Vorgehen:
Gib aus dem Artikel über das geplante russische Gesetz zur Verbrechensprävention den Abschnitt von „Die öffentliche Reaktion“ bis einschließlich „ausreichende Hilfe zugesichert.“ wortgetreu wieder.

Ausgangstext:

----

Kampf gegen die Kriminalität in Russland: Putins Kritikern droht Zwangsjacke
Ein neues Gesetz zur Verbrechensprävention sieht eine Zwangseinweisung potenzieller Täter in die Psychiatrie vor. Von Bürgerrechtlern kommt Kritik.
MOSKAU taz | Russland bereitet ein Gesetz zur Verbrechensprävention vor. Laut Innenministerium sei die gesetzliche Handhabe nicht ausreichend, um potenziellen Straffälligen schon im Vorfeld das Handwerk zu legen. Das Ministerium verweist auch auf die nach wie vor hohe Verbrechensrate.
Das Projekt ist Teil der "Nationalen Sicherheitsstrategie 2020". Die Arbeit an dem Gesetz (über das System der Verbrechensverhütung in der Russischen Föderation) wird seit Ende 2010 mit Nachdruck betrieben. Im Dezember hatten Massenproteste von Fußballfans und rechtsradikalen Gruppen den Kreml kalt in helle Aufregung versetzt. Nach dem Mord eines Kaukasiers an einem russischen Fan war es in Moskau zu pogromartigen Ausschreitungen gekommen.
Der Entwurf sieht "Zwangsmaßnahmen medizinischer Art" für potenzielle Straftäter vor und will Individuen mit abweichendem Verhalten in psychiatrische Anstalten einweisen. Bevor Derartiges zur Anwendung kommt, empfiehlt der Maßnahmenkatalog unterdessen noch ein "prophylaktisches Gespräch". Als Verdachtsmomente sollen bereits Hinweise von Nachbarn und Presseberichte ausreichen.
Die öffentliche Reaktion auf den Entwurf ist gespalten. Michail Winogradow vom Zentrum für psychologische Hilfe in Extremsituationen unterstützt die Initiative, da Psychiatern die Hände gebunden waren: "Solange ein psychisch Labiler mit einer Axt rumläuft und nur droht, hat nach gültiger Rechtslage kein Psychiater eine Handhabe, sich ihm zu nähern." Außerdem würde zum ersten Mal gesetzlich psychisch Kranken in Russland ausreichende Hilfe zugesichert.
Rückkehr zu sowjetischen Praktiken
Bürgerrechtler sehen in dem Vorstoß einen Versuch, zu sowjetischen Praktiken zurückzukehren: "Die quasiadministrativen Methoden der Überwachung und unfreiwilligen Einweisung in psychiatrische Anstalten werden eine lange Liste unguter Dinge nach sich ziehen", fürchtet der Menschenrechtsanwalt Juri Lutschinski. Präventive Maßnahmen seien weltweit üblich. Das geplante Gesetz eröffne aber neue Möglichkeiten für Willkür, da die russische Polizei zivilen Standards nicht genüge, gibt Boris Pustinzew von der NGO "Bürgerkontrolle" zu bedenken. Würde die Polizei ihren Pflichten ernsthaft nachkommen, wäre Vorbeugung auch im jetzigen Gesetzesrahmen möglich.

----

Rohdaten:
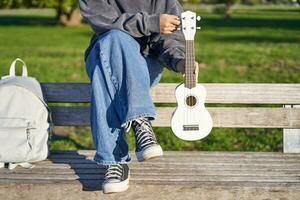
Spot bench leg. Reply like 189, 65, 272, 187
283, 105, 300, 153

----

Lösung:
Die öffentliche Reaktion auf den Entwurf ist gespalten. Michail Winogradow vom Zentrum für psychologische Hilfe in Extremsituationen unterstützt die Initiative, da Psychiatern die Hände gebunden waren: "Solange ein psychisch Labiler mit einer Axt rumläuft und nur droht, hat nach gültiger Rechtslage kein Psychiater eine Handhabe, sich ihm zu nähern." Außerdem würde zum ersten Mal gesetzlich psychisch Kranken in Russland ausreichende Hilfe zugesichert.